▸ Excerpted passage:
+ + +
Also, an offense with good ball movement is going to get assists to every player on the floor from the point guard to the center. And even a center with horrible hands is going to get an assist from time to time out of ball movement and understanding his role in an offense.

Is a big man with passing skills a valuable asset? Of course it is. A 7-footer who can make in interior pass to a cutting perimeter player or find an open 3-point shooter out of the post is a dangerous thing. But at the end of the day, it's that players ability to score in the first place which often creates looks for other players, and it's always going to be up to the player catching the pass to make a jump shot.

Regardless of whether or not a block leads to the end of an opponent's possession, YOU are the one preventing the shot from going in the basket, not somebody else. And the best part is that a block will (99% of the time) either lead to the end of a possession OR a shorter possession for the opposing team. If you block the ball out of bounds, but the team only has five seconds on the shot clock, that makes it far more difficult for that team to score on that possession.

Therefore a person who blocks a shot has more of an impact, IMO, on the success or failure of a possession than someone who gets an assist. Because the assisting player can do everything right, but the shooter has to make the shot. But the blocker will almost always have a direct impact on the likelihood of a successful possession or not.

You make the point earlier saying none of us could ever make a block in the NBA, then go to this as an example? Maybe on an empty court standing a foot away could a five year old do that, they would never be able to bring a ball up court or pass with any type of defense come on now guy.

Of course the second bolded is true even bad handling guys can get assists, but averaging 3 over an entire season is NOT just randomly getting an assist time to time from a good setup. You are undervaluing this greatly.

Really with that last bolded statement? You put up the number 99% to make the value look so insanely good. Except the part that it should be 100%, no **** it either ends the possession or gives them a shorter one. Can it ever possibly ADD time to a possession?...A block with like 17 seconds on the shot clock, they get it inbound with 15 seconds. Is that really doing anything worth much value? You could argue momentum or confidence, and the fact it had a 40-50% chance to go in on average, but there are too many variables.

It would however be nice if there was a block stat that showed blocks on dunks/sure layups, or blocks with 5-6 seconds or less on the shot clock. Maybe there is a stat I just don't know of it. Hopefully this gives another view on the matter.

ModernDaySavage
10-23-2013, 05:05 PM
You said "bigs" numerous times. Went on to mention big players... :confused:

Well for a PG Oscar was big as ****, all I could come up with.

But yeah OP is confused because he clearly leads us to think PF/C.

Clippersfan86
10-23-2013, 06:20 PM
I want Chronz, Ballhog etc to chime in on the statistical value of a block or assist.

Guppyfighter
10-23-2013, 06:26 PM
I don't know because I haven't look at raw stats in forever. Only efficiency.

mightybosstone
10-23-2013, 06:27 PM
You make the point earlier saying none of us could ever make a block in the NBA, then go to this as an example? Maybe on an empty court standing a foot away could a five year old do that, they would never be able to bring a ball up court or pass with any type of defense come on now guy.
+ + +
▸ What you need to do:
1. In the thread on blocks versus assists, what statistic does one poster say would be nice to have?
2. Summarize the thread on blocks versus assists in two sentences.
+ + +
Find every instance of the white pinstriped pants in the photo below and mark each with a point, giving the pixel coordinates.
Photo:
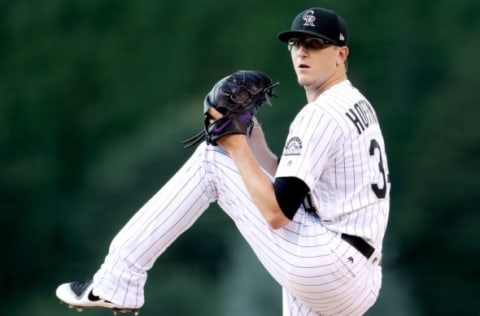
(320, 274)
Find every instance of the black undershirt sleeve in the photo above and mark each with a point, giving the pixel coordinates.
(290, 193)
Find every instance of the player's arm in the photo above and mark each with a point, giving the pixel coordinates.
(258, 184)
(258, 144)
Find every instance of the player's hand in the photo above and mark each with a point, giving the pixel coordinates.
(230, 141)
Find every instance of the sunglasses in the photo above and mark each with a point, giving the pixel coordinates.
(308, 43)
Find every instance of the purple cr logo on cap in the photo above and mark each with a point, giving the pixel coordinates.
(309, 18)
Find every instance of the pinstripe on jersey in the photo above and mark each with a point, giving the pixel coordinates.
(320, 273)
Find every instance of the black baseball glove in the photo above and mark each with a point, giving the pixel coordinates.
(237, 97)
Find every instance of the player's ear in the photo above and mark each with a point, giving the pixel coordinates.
(342, 54)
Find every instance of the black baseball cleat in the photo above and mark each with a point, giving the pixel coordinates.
+ + +
▸ Answer set:
1. A block stat that shows blocks on dunks or sure layups, or blocks made with 5-6 seconds or less on the shot clock.

2. One poster argues that a blocked shot has more impact on a possession than an assist, because the blocker directly stops the shot while an assisting player still depends on the shooter making it. A reply counters that averaging three assists over a season is more than getting an occasional assist from a good setup, and that a block early in the shot clock, such as one with 17 seconds left, may not be worth much.